*** Opening of Available data ***

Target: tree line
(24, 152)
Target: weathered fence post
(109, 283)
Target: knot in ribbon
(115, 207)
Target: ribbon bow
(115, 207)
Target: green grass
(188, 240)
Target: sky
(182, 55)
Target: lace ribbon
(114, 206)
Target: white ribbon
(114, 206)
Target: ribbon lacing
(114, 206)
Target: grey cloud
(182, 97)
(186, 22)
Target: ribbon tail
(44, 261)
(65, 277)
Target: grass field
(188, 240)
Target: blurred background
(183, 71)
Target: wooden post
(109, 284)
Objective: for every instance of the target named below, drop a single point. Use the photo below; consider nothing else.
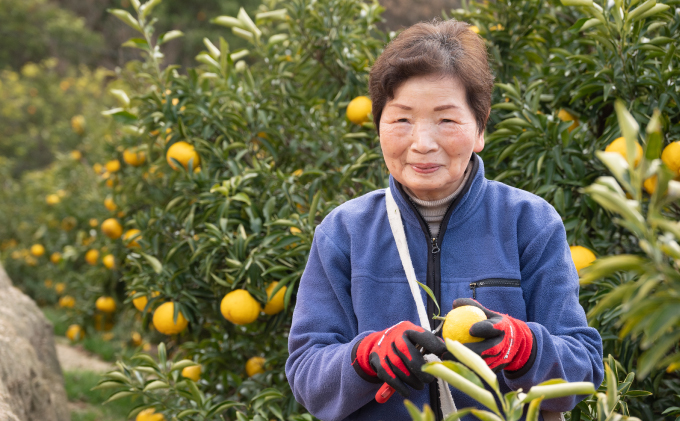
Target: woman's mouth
(425, 168)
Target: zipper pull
(435, 247)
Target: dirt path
(75, 358)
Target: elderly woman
(472, 241)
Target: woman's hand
(508, 343)
(391, 356)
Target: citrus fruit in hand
(274, 304)
(358, 110)
(163, 319)
(581, 256)
(105, 304)
(239, 307)
(192, 372)
(183, 153)
(254, 366)
(619, 146)
(671, 157)
(458, 322)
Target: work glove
(508, 343)
(391, 356)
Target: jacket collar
(471, 197)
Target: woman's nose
(423, 138)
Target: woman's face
(427, 135)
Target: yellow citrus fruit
(92, 256)
(581, 256)
(255, 365)
(112, 228)
(112, 166)
(619, 146)
(183, 153)
(650, 184)
(109, 261)
(134, 158)
(105, 304)
(37, 250)
(239, 307)
(163, 319)
(359, 109)
(192, 372)
(149, 415)
(59, 287)
(131, 236)
(67, 301)
(75, 333)
(136, 338)
(274, 304)
(458, 322)
(671, 157)
(565, 115)
(110, 204)
(52, 199)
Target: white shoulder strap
(394, 216)
(397, 225)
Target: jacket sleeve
(566, 347)
(322, 335)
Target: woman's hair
(448, 48)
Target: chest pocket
(500, 295)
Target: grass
(89, 402)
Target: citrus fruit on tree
(60, 287)
(359, 109)
(671, 157)
(131, 236)
(92, 257)
(254, 365)
(55, 257)
(110, 204)
(75, 332)
(134, 158)
(37, 250)
(565, 115)
(581, 256)
(619, 146)
(109, 261)
(112, 228)
(164, 322)
(239, 307)
(184, 153)
(52, 199)
(105, 304)
(458, 322)
(149, 415)
(274, 303)
(67, 301)
(192, 372)
(112, 166)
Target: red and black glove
(508, 343)
(391, 356)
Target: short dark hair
(446, 48)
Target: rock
(31, 382)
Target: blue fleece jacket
(354, 284)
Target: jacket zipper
(493, 283)
(434, 275)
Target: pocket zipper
(493, 283)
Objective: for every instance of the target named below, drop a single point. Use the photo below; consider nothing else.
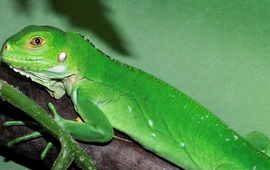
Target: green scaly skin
(109, 94)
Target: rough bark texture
(116, 154)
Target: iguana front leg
(95, 126)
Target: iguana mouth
(25, 65)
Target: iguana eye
(37, 41)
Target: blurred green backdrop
(215, 51)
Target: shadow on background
(87, 14)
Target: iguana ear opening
(62, 56)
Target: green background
(215, 51)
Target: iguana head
(43, 54)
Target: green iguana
(109, 94)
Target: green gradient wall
(215, 51)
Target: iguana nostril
(6, 47)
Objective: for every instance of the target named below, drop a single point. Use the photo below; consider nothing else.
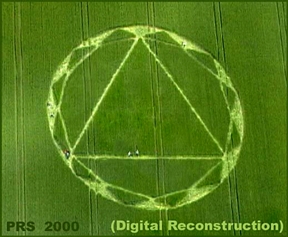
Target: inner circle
(228, 157)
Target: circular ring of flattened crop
(230, 153)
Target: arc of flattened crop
(193, 193)
(184, 96)
(104, 94)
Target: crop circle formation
(230, 153)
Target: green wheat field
(139, 112)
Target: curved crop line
(104, 94)
(184, 96)
(100, 186)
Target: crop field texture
(143, 111)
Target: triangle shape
(201, 89)
(87, 83)
(125, 117)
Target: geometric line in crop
(226, 161)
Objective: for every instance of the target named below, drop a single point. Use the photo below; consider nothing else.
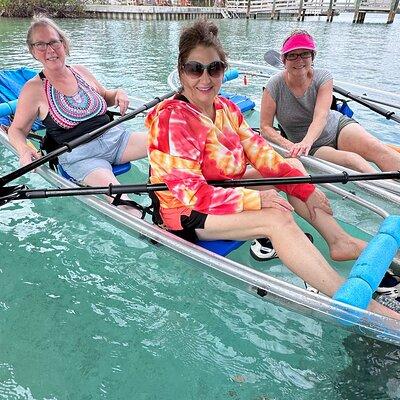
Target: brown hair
(201, 33)
(42, 20)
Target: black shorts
(190, 223)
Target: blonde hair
(41, 20)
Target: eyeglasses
(195, 69)
(42, 46)
(294, 56)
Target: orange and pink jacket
(186, 148)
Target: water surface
(87, 311)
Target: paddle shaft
(110, 190)
(78, 141)
(386, 113)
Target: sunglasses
(42, 46)
(195, 69)
(294, 56)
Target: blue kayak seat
(221, 247)
(117, 170)
(243, 102)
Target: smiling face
(201, 91)
(298, 61)
(51, 58)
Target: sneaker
(390, 285)
(262, 250)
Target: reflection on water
(88, 311)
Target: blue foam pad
(121, 168)
(391, 226)
(230, 75)
(243, 102)
(355, 292)
(8, 108)
(221, 247)
(117, 170)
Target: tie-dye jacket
(186, 148)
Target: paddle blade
(10, 193)
(272, 57)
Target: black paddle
(83, 139)
(11, 193)
(272, 57)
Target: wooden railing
(311, 6)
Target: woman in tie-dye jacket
(199, 136)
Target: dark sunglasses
(195, 69)
(294, 56)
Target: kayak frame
(260, 284)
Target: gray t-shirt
(295, 114)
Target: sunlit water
(88, 311)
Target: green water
(87, 311)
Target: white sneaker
(262, 249)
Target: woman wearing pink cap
(300, 98)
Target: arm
(176, 143)
(265, 159)
(321, 111)
(267, 114)
(27, 110)
(113, 97)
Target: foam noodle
(230, 75)
(371, 266)
(8, 108)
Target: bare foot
(346, 248)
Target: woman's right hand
(27, 155)
(272, 199)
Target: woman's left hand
(318, 200)
(301, 148)
(121, 101)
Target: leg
(347, 159)
(292, 246)
(103, 177)
(354, 137)
(342, 246)
(136, 147)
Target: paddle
(272, 57)
(11, 193)
(78, 141)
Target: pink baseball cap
(299, 41)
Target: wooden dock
(150, 12)
(277, 9)
(271, 9)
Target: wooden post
(248, 9)
(273, 9)
(329, 15)
(299, 14)
(393, 8)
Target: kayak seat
(117, 170)
(221, 247)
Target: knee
(278, 220)
(353, 160)
(296, 163)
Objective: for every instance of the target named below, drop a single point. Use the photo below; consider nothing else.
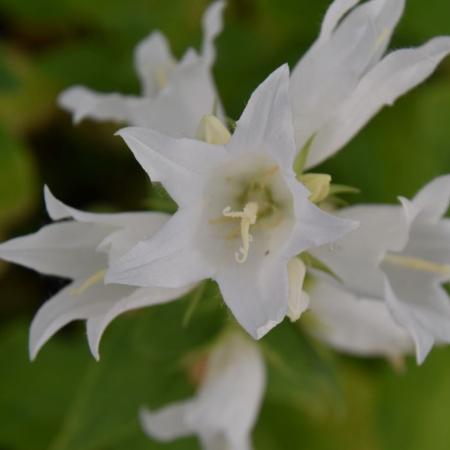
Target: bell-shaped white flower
(356, 325)
(175, 95)
(401, 254)
(242, 213)
(81, 248)
(225, 408)
(344, 79)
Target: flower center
(248, 209)
(421, 265)
(248, 217)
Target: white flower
(81, 249)
(242, 214)
(344, 79)
(225, 408)
(357, 325)
(401, 254)
(175, 95)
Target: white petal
(266, 123)
(182, 165)
(167, 423)
(332, 68)
(57, 210)
(396, 74)
(140, 298)
(67, 306)
(419, 304)
(152, 54)
(433, 199)
(170, 259)
(212, 26)
(355, 258)
(256, 291)
(59, 249)
(178, 109)
(313, 226)
(83, 103)
(298, 299)
(230, 397)
(356, 325)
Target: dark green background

*** Close of Available data ***

**What you will do**
Excluding the pictures, reproduce every entry exactly as given.

**Output for this task**
Target: tree line
(24, 152)
Target: weathered fence post
(109, 283)
Target: knot in ribbon
(115, 207)
Target: ribbon bow
(115, 207)
Target: green grass
(188, 240)
Target: sky
(182, 55)
Target: lace ribbon
(114, 206)
Target: white ribbon
(114, 206)
Target: ribbon lacing
(114, 206)
Target: grey cloud
(182, 97)
(186, 22)
Target: ribbon tail
(44, 261)
(65, 277)
Target: grass field
(188, 240)
Target: blurred background
(183, 71)
Target: wooden post
(109, 284)
Objective: for every instance of the target named below, drop a single point. Use the photo below; consider nothing else.
Target: woman's mouth
(425, 168)
Target: zipper pull
(435, 247)
Target: dirt path
(75, 358)
Target: elderly woman
(472, 241)
Target: woman's hand
(508, 343)
(391, 356)
Target: citrus fruit in hand
(274, 304)
(358, 110)
(163, 319)
(581, 256)
(105, 304)
(239, 307)
(192, 372)
(183, 153)
(254, 366)
(619, 146)
(671, 157)
(458, 322)
Target: work glove
(508, 343)
(391, 356)
Target: jacket collar
(471, 197)
Target: woman's nose
(423, 138)
Target: woman's face
(427, 135)
Target: yellow citrus fruit
(92, 256)
(581, 256)
(255, 365)
(112, 228)
(112, 166)
(619, 146)
(183, 153)
(650, 184)
(109, 261)
(134, 158)
(105, 304)
(37, 250)
(239, 307)
(163, 319)
(359, 109)
(192, 372)
(149, 415)
(59, 287)
(131, 236)
(67, 301)
(75, 333)
(136, 338)
(274, 304)
(458, 322)
(671, 157)
(565, 115)
(110, 204)
(52, 199)
Target: white shoulder strap
(394, 216)
(397, 225)
Target: jacket sleeve
(566, 347)
(322, 335)
Target: woman's hair
(448, 48)
Target: chest pocket
(500, 295)
Target: grass
(89, 402)
Target: citrus fruit on tree
(60, 287)
(359, 109)
(671, 157)
(131, 236)
(92, 257)
(254, 365)
(55, 257)
(110, 204)
(75, 332)
(134, 158)
(37, 250)
(565, 115)
(581, 256)
(619, 146)
(109, 261)
(112, 228)
(164, 322)
(239, 307)
(184, 153)
(52, 199)
(105, 304)
(458, 322)
(149, 415)
(274, 303)
(67, 301)
(192, 372)
(112, 166)
Target: red and black glove
(508, 343)
(391, 356)
Target: short dark hair
(446, 48)
Target: rock
(31, 382)
Target: blue fleece jacket
(354, 284)
Target: jacket zipper
(493, 283)
(434, 275)
Target: pocket zipper
(493, 283)
Objective: for every instance of the target named below, drop a single point. Use the photo below; consider nothing else.
Target: green scaly skin
(109, 94)
Target: rough bark texture
(116, 154)
Target: iguana front leg
(95, 126)
Target: iguana mouth
(25, 65)
Target: iguana eye
(37, 41)
Target: blurred green backdrop
(215, 51)
Target: shadow on background
(87, 14)
Target: iguana ear opening
(62, 56)
Target: green background
(215, 51)
Target: iguana head
(43, 54)
Target: green iguana
(109, 94)
Target: green gradient wall
(215, 51)
Target: iguana nostril
(6, 47)
Objective: for every instance of the target named below, drop a single point. Use the photo below; consider nothing else.
Target: inner circle
(228, 157)
Target: circular ring of flattened crop
(230, 153)
Target: arc of flattened crop
(193, 193)
(184, 96)
(104, 94)
Target: crop circle formation
(230, 153)
Target: green wheat field
(139, 112)
Target: curved crop line
(104, 94)
(184, 96)
(100, 186)
Target: crop field texture
(143, 111)
Target: triangle shape
(201, 89)
(87, 83)
(125, 117)
Target: geometric line in crop
(226, 161)
Objective: for every instance of the target named below, drop a single point. Use the photo below; consider nothing else.
Target: brown hair
(201, 33)
(42, 20)
Target: black shorts
(190, 223)
Target: blonde hair
(41, 20)
Target: eyeglasses
(195, 69)
(42, 46)
(294, 56)
Target: orange and pink jacket
(186, 148)
Target: water surface
(87, 311)
Target: paddle shaft
(110, 190)
(78, 141)
(386, 113)
Target: sunglasses
(42, 46)
(195, 69)
(294, 56)
Target: blue kayak seat
(221, 247)
(117, 170)
(243, 102)
Target: smiling face
(201, 91)
(298, 61)
(51, 58)
Target: sneaker
(390, 285)
(262, 250)
Target: reflection on water
(88, 311)
Target: blue foam pad
(121, 168)
(391, 226)
(230, 75)
(243, 102)
(355, 292)
(8, 108)
(221, 247)
(117, 170)
Target: tie-dye jacket
(186, 148)
Target: paddle blade
(10, 193)
(272, 57)
Target: black paddle
(83, 139)
(11, 193)
(272, 57)
Target: wooden railing
(311, 6)
Target: woman in tie-dye jacket
(199, 136)
Target: dark sunglasses
(195, 69)
(294, 56)
Target: kayak frame
(260, 284)
Target: gray t-shirt
(295, 114)
Target: sunlit water
(88, 311)
Target: green water
(87, 311)
Target: white sneaker
(262, 249)
Target: woman wearing pink cap
(300, 98)
Target: arm
(176, 143)
(265, 159)
(321, 111)
(267, 114)
(27, 110)
(113, 97)
Target: foam noodle
(230, 75)
(371, 266)
(8, 108)
Target: bare foot
(346, 248)
Target: woman's right hand
(27, 155)
(272, 199)
Target: woman's left hand
(318, 200)
(301, 148)
(121, 101)
Target: leg
(347, 159)
(292, 246)
(103, 177)
(354, 137)
(342, 246)
(136, 147)
Target: paddle
(272, 57)
(11, 193)
(78, 141)
Target: pink baseball cap
(299, 41)
Target: wooden dock
(150, 12)
(277, 9)
(271, 9)
Target: wooden post
(248, 9)
(273, 9)
(329, 15)
(299, 14)
(393, 8)
Target: kayak seat
(117, 170)
(221, 247)
Target: knee
(278, 220)
(353, 160)
(296, 163)
Objective: for every instance of the target named below, drop a single point. Use the photo below; consider nothing else.
Target: bell-shaped white flower
(356, 325)
(175, 95)
(401, 254)
(242, 213)
(81, 248)
(225, 408)
(344, 79)
Target: flower center
(248, 209)
(421, 265)
(248, 217)
Target: white flower
(81, 249)
(242, 214)
(344, 79)
(225, 408)
(357, 325)
(401, 254)
(175, 95)
Target: white petal
(266, 123)
(182, 165)
(167, 423)
(332, 68)
(57, 210)
(396, 74)
(140, 298)
(67, 306)
(419, 304)
(152, 54)
(433, 199)
(170, 259)
(212, 26)
(355, 258)
(256, 291)
(59, 249)
(178, 109)
(313, 226)
(83, 103)
(298, 299)
(230, 397)
(356, 325)
Target: dark green background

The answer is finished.